*Activity:*
Emit only the lines from the line containing "Each instance receives exactly one keypoint. Mark the soldier's" through the last line of the entries, unchanged.

*Records shown:*
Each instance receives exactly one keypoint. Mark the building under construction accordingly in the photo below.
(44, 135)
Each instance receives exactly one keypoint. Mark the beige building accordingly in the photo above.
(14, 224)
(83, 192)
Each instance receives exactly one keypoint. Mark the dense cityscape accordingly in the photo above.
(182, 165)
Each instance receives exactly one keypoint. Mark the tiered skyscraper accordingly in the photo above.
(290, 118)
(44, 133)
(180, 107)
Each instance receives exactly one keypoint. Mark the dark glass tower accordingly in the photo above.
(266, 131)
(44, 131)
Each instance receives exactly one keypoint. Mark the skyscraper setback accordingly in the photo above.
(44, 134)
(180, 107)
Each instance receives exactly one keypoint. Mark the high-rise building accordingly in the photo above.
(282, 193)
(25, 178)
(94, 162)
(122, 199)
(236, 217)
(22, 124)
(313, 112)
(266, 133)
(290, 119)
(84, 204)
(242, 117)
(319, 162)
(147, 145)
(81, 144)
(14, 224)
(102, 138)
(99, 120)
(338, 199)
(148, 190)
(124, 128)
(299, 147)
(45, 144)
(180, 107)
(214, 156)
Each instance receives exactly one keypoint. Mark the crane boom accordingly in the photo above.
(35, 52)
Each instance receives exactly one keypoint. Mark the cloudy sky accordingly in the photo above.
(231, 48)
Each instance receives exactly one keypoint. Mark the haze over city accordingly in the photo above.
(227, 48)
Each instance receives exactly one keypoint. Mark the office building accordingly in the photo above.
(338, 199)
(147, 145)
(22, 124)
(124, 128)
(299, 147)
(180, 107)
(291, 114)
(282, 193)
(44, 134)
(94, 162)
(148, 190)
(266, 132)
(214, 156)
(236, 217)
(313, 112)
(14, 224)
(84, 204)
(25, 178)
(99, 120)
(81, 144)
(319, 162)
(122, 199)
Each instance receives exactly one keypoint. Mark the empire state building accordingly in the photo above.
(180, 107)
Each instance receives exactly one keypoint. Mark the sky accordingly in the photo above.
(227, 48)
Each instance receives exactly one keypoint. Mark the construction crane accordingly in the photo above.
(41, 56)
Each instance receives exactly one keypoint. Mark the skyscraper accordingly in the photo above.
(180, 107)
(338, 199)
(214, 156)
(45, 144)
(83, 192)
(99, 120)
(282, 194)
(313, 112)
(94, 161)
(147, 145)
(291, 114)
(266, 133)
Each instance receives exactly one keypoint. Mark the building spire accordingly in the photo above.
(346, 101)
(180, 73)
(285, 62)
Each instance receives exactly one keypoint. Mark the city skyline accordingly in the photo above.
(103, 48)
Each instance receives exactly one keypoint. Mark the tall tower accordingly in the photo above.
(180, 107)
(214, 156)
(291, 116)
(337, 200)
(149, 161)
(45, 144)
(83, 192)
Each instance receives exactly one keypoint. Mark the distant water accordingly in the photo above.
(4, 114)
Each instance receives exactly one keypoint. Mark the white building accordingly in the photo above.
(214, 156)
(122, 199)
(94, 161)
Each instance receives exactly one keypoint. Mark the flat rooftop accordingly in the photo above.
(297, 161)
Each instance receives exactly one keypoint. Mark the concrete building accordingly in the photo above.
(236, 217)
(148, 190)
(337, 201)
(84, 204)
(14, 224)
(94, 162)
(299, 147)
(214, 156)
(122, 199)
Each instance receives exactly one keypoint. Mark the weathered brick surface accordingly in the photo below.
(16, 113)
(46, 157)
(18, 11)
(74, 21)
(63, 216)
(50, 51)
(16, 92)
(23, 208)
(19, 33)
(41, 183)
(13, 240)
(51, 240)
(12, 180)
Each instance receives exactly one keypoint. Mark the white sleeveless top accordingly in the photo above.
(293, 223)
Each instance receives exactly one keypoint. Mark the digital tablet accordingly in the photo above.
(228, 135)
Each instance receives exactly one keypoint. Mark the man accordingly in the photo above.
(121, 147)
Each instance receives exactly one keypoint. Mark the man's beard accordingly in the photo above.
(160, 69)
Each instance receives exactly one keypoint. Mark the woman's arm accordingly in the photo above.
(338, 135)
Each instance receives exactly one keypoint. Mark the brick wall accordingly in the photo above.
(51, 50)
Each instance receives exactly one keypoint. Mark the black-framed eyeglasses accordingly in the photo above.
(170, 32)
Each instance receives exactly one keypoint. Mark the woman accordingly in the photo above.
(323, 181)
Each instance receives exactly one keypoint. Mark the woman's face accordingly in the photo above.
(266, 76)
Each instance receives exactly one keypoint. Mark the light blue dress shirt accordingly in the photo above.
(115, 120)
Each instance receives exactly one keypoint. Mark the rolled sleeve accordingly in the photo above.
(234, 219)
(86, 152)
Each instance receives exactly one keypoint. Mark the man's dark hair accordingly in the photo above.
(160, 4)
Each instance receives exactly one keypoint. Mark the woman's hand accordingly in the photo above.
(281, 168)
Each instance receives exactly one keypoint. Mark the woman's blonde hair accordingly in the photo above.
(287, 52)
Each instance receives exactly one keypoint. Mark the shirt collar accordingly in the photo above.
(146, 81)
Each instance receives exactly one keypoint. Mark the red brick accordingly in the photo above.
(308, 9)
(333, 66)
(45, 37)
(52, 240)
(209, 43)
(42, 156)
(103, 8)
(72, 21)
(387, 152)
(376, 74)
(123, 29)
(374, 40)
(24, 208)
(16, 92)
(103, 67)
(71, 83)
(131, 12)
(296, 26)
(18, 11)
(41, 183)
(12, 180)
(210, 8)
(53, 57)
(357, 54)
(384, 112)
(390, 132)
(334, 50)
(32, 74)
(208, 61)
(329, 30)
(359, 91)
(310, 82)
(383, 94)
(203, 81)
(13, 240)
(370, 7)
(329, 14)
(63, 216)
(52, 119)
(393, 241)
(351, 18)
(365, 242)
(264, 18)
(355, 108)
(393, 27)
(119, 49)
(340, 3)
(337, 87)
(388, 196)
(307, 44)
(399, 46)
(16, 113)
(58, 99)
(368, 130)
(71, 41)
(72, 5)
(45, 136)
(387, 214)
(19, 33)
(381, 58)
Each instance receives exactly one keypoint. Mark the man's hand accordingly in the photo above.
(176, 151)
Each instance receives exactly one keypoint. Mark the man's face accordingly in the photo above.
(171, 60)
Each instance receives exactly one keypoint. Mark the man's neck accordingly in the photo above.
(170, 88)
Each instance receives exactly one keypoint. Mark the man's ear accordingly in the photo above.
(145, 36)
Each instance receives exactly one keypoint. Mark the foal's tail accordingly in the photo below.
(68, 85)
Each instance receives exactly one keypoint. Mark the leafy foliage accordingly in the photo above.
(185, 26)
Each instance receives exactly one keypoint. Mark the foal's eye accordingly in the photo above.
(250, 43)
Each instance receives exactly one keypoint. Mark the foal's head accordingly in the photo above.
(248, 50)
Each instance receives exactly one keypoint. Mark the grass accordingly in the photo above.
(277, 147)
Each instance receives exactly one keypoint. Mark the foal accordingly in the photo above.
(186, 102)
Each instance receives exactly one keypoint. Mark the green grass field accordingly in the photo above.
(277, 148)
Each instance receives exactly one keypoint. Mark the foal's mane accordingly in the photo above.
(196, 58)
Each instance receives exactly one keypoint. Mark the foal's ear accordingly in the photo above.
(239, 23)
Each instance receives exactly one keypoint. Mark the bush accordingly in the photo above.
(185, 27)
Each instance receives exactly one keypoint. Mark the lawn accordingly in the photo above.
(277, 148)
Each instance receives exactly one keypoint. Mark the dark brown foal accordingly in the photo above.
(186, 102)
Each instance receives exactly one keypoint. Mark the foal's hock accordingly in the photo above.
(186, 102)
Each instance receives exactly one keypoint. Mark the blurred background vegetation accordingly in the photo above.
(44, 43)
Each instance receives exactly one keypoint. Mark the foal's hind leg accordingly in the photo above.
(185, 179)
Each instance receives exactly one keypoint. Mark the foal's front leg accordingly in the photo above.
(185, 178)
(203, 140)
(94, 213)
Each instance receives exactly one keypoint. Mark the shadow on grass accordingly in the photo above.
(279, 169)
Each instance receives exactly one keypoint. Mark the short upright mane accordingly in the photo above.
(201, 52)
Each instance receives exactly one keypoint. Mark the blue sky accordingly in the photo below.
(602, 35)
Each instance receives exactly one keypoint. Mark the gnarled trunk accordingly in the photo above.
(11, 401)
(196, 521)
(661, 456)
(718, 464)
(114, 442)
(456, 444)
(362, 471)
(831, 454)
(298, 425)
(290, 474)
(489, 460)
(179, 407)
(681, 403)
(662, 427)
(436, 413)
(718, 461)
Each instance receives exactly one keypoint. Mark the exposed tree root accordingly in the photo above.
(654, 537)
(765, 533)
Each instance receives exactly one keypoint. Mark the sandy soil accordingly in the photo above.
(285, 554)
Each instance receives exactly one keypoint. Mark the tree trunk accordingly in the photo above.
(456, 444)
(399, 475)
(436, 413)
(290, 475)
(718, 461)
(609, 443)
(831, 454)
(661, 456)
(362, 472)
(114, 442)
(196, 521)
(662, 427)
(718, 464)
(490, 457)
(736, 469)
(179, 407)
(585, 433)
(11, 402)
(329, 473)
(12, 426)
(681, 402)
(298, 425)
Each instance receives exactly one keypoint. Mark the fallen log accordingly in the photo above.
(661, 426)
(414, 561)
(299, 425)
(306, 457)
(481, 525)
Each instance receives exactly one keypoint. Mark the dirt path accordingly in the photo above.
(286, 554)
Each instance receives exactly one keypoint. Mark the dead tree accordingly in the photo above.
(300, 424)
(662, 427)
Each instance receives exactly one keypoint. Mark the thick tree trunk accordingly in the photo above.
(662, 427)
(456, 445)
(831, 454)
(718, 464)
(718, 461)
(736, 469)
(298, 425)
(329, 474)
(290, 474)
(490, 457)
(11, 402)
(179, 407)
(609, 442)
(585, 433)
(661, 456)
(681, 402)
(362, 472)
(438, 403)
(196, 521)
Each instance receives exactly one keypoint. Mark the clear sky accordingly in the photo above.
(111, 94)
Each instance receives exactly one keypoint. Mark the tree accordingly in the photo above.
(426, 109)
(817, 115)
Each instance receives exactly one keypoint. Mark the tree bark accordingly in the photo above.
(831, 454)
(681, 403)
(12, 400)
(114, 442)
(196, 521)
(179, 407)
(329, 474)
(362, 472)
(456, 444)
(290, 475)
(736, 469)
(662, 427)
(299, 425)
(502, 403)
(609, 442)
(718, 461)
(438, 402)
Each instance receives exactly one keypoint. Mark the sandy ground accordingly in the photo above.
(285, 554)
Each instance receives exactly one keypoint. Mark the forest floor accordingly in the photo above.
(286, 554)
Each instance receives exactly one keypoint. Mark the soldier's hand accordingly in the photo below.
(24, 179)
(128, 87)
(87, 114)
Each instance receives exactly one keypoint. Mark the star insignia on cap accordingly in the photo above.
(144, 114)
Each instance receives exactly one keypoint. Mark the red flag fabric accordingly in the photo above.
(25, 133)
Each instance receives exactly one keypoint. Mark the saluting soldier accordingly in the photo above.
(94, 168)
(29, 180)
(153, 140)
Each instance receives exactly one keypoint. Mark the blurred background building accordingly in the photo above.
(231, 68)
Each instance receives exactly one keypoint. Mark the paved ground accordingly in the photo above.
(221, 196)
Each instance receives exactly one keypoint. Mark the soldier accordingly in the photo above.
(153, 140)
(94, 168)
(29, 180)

*Response box:*
Each instance receives exactly one keypoint. Mark the soldier's hand accordingly in the photo below.
(24, 179)
(128, 87)
(87, 114)
Each instance receives exactly one keypoint. Mark the star insignia on cap accordingly in the photo above.
(144, 114)
Each instance receives exactly one keypoint. Mark the red flag fabric accordingly in the photo above.
(25, 133)
Each instance receives exactly one keypoint. Mark the saluting soldier accordingly in the photo above.
(94, 168)
(29, 180)
(153, 140)
Each instance receives exactly one keypoint. Mark the blurred background building accordingly in the photo above.
(231, 68)
Each instance receives exactly one keypoint. Mark the paved ground accordingly in the photo above.
(221, 196)
Each instance receives exactly one keypoint. Mark the soldier accordingly in the photo above.
(153, 140)
(94, 168)
(29, 180)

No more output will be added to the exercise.